Instructions to follow: Collect every line below that contains the string "face" and copy each one. Matching is case-sensitive.

-- -- --

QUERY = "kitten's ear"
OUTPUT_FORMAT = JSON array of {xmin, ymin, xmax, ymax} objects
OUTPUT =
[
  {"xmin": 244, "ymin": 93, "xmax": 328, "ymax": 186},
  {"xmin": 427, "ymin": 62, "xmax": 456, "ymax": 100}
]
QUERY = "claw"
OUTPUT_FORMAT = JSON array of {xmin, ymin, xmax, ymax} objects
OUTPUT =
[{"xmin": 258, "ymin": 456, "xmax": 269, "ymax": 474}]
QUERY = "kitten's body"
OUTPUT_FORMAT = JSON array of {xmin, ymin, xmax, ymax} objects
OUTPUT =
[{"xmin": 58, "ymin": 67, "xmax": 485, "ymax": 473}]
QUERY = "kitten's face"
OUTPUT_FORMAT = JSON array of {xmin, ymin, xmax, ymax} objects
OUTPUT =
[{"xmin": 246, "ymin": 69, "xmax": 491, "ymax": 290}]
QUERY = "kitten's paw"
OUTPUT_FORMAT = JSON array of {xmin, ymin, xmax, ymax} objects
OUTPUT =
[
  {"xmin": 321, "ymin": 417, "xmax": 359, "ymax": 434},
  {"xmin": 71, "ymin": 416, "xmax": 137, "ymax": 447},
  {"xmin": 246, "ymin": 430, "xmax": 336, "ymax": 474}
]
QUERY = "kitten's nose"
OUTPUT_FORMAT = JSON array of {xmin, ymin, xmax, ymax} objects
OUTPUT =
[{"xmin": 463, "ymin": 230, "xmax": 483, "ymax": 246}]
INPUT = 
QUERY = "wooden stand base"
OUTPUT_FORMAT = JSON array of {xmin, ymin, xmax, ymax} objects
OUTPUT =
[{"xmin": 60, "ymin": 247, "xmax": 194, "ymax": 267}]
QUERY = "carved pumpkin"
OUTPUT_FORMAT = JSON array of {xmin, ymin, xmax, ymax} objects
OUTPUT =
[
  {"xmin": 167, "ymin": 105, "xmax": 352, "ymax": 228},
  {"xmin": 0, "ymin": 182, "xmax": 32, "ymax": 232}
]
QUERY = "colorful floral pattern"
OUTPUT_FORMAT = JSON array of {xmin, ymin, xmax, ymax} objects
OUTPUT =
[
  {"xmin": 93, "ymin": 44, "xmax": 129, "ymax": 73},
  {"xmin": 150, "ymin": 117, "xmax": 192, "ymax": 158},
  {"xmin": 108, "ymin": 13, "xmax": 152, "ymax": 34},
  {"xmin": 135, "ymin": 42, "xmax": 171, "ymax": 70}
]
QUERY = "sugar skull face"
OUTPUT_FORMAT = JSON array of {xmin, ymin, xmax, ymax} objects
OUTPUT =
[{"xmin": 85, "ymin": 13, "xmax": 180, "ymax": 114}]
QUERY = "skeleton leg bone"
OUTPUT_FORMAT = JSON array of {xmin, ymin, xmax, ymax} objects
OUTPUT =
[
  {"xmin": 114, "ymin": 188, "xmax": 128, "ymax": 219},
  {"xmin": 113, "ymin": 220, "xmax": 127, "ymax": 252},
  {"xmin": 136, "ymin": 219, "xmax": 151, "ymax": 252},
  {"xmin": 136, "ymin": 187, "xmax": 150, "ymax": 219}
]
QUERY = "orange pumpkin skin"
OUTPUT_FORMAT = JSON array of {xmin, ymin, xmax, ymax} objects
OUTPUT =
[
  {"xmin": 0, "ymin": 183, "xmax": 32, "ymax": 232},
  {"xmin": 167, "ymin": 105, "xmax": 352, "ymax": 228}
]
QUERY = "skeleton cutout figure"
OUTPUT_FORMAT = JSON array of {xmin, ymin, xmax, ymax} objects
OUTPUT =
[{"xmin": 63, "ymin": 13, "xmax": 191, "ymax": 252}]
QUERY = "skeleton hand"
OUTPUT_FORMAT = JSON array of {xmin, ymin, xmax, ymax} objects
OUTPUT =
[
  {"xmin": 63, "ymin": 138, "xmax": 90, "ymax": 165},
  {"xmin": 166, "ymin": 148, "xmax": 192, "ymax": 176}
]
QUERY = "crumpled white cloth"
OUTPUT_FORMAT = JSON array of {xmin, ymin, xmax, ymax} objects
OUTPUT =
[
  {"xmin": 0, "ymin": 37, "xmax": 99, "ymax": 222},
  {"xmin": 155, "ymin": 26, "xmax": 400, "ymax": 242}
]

-- -- --

Task solution:
QUERY = "kitten's face"
QUERY = "sugar skull face"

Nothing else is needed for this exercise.